# Requirement A
Please answer these from the passage on the Great Synagogue, marking each answer like its question:
(i) How many people does the synagogue seat?
(ii) What did the Gestapo use part of the synagogue as during World War II?
(iii) What share of Hungary's Jews today are in Budapest?

Our first stop this morning was the Great Synagogue; yes, that’s what it’s called. It is the second largest synagogue in the world; the largest is Temple Emanuel in Manhattan. The synagogue seats 3000. It looks very Moorish and reminded us of Central Synagogue (where Doug was bar mitzvahed). I’ve attached a photo. It is considered a “liberal” synagogue; this means they basically use the Orthodox service BUT there is a huge organ. Men and women sit separately but both are in the main section without a divider. As an aside (and as many of you know), my grandfather was a “liberal” rabbi in Berlin. During World War II, the Gestapo used part of the synagogue as their headquarters. As a result, the Germans didn’t bomb the synagogue and neither did the British (since it was a synagogue) and thus it managed to get through the war unscathed. Before World War II there were 800,000 Jews in Hungary; afterwards only 200,000; today about 100,000 of which 85% are in Budapest. Hungary has the 3rd largest Jewish population in Europe (after Great Britain and France).

# Data lines
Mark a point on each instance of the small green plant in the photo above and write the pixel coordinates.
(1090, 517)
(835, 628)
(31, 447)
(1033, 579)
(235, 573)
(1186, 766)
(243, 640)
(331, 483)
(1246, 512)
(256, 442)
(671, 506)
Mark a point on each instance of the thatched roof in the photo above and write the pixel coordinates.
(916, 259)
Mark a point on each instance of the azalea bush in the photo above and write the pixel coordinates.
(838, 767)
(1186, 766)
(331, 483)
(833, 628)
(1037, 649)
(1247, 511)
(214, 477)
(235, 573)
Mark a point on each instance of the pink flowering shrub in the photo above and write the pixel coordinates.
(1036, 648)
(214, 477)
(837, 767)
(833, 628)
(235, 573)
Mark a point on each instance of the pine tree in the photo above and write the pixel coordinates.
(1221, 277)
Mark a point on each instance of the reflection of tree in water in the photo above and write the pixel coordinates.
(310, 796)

# Requirement B
In the listing, starting at the line that contains "Mark a point on each instance of the pine" and ending at the end of the listing, switch "pine tree" to "spruce tree" and write those lines out again with nothing else altered.

# Exercise result A
(i) 3000
(ii) Their headquarters
(iii) 85%

# Exercise result B
Mark a point on each instance of the spruce tree in the photo above and write the pixel coordinates.
(1221, 277)
Mark a point on each instance of the reflection of tree in water in the photo above and write the pixel coordinates.
(310, 796)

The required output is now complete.